[Extracted data entries]
****************************************
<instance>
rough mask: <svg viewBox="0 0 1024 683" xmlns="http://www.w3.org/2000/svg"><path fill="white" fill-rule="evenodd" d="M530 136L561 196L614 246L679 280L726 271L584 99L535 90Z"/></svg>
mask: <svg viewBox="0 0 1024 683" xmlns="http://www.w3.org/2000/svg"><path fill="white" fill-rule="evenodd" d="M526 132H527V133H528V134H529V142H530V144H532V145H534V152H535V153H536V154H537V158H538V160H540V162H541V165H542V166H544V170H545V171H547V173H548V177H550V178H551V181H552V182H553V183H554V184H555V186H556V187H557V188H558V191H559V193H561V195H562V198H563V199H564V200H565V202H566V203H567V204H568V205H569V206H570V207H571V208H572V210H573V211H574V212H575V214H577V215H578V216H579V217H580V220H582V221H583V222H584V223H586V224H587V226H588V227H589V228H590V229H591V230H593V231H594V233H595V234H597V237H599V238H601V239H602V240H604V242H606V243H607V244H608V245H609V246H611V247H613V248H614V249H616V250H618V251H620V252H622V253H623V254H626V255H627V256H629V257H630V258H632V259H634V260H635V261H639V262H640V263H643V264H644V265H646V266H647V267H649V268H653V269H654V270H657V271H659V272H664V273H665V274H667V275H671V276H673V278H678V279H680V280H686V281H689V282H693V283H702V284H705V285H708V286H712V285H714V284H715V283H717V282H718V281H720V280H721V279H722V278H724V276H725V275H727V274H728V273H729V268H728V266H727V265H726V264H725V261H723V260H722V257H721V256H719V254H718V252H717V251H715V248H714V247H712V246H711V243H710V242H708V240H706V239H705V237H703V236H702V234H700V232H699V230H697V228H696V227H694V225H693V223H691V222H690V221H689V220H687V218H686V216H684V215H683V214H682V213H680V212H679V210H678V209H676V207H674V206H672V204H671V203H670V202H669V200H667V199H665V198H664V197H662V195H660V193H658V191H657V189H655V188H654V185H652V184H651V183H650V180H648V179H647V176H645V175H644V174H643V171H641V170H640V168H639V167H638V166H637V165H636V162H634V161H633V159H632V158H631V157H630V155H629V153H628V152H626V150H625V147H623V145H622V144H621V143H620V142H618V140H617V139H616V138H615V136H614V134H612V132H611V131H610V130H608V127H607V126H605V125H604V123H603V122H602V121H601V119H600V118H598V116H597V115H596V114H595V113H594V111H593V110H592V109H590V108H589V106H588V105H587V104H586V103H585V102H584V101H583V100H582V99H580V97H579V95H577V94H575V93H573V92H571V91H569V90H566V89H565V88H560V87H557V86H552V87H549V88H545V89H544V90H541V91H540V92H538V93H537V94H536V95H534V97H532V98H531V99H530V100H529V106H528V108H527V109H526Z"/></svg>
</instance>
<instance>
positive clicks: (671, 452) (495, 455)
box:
****************************************
YOUR TASK: Reproduce every record, matching each line exactly.

RESPONSE TO THE TASK:
<instance>
rough mask: <svg viewBox="0 0 1024 683" xmlns="http://www.w3.org/2000/svg"><path fill="white" fill-rule="evenodd" d="M530 136L561 196L614 246L679 280L726 271L584 99L535 90Z"/></svg>
mask: <svg viewBox="0 0 1024 683" xmlns="http://www.w3.org/2000/svg"><path fill="white" fill-rule="evenodd" d="M526 132H527V133H528V134H529V142H530V144H532V145H534V152H535V153H536V154H537V158H538V160H540V162H541V165H542V166H544V170H545V171H547V173H548V177H550V178H551V181H552V182H553V183H554V184H555V186H556V187H557V188H558V191H559V193H561V195H562V198H563V199H564V200H565V202H566V203H567V204H568V205H569V206H570V207H571V208H572V210H573V211H574V212H575V214H577V215H578V216H579V217H580V220H582V221H583V222H584V223H586V224H587V226H588V227H589V228H590V229H591V230H593V231H594V233H595V234H597V237H599V238H601V239H602V240H604V242H606V243H607V244H608V245H609V246H611V247H613V248H614V249H616V250H618V251H620V252H622V253H623V254H626V255H627V256H629V257H630V258H632V259H634V260H635V261H639V262H640V263H643V264H644V265H646V266H647V267H649V268H653V269H654V270H657V271H659V272H664V273H665V274H667V275H671V276H673V278H678V279H680V280H686V281H689V282H693V283H702V284H705V285H708V286H712V285H714V284H715V283H717V282H718V281H720V280H721V279H722V278H724V276H725V275H727V274H728V273H729V268H728V266H727V265H726V264H725V261H723V260H722V257H721V256H719V254H718V252H717V251H715V248H714V247H712V246H711V243H710V242H708V240H706V239H705V237H703V236H702V234H700V232H699V230H697V228H696V227H694V225H693V223H691V222H690V221H689V220H687V218H686V216H684V215H683V214H682V213H680V212H679V210H678V209H676V207H674V206H672V204H671V203H670V202H669V200H667V199H665V198H664V197H662V195H660V193H658V191H657V189H655V188H654V185H652V184H651V183H650V180H648V179H647V176H645V175H644V174H643V171H641V170H640V168H639V167H638V166H637V165H636V162H634V161H633V159H632V158H631V157H630V155H629V153H628V152H626V150H625V147H623V145H622V144H621V143H620V142H618V140H617V139H616V138H615V136H614V134H612V132H611V131H610V130H608V127H607V126H605V125H604V123H603V122H602V121H601V119H600V118H598V116H597V115H596V114H595V113H594V111H593V110H592V109H590V108H589V106H588V105H587V104H586V103H585V102H584V101H583V100H582V99H580V97H579V95H577V94H575V93H573V92H571V91H569V90H566V89H565V88H560V87H557V86H552V87H549V88H545V89H544V90H541V91H540V92H538V93H537V94H536V95H534V97H532V98H531V99H530V100H529V106H528V108H527V109H526Z"/></svg>
</instance>
<instance>
positive clicks: (671, 452) (495, 455)
box:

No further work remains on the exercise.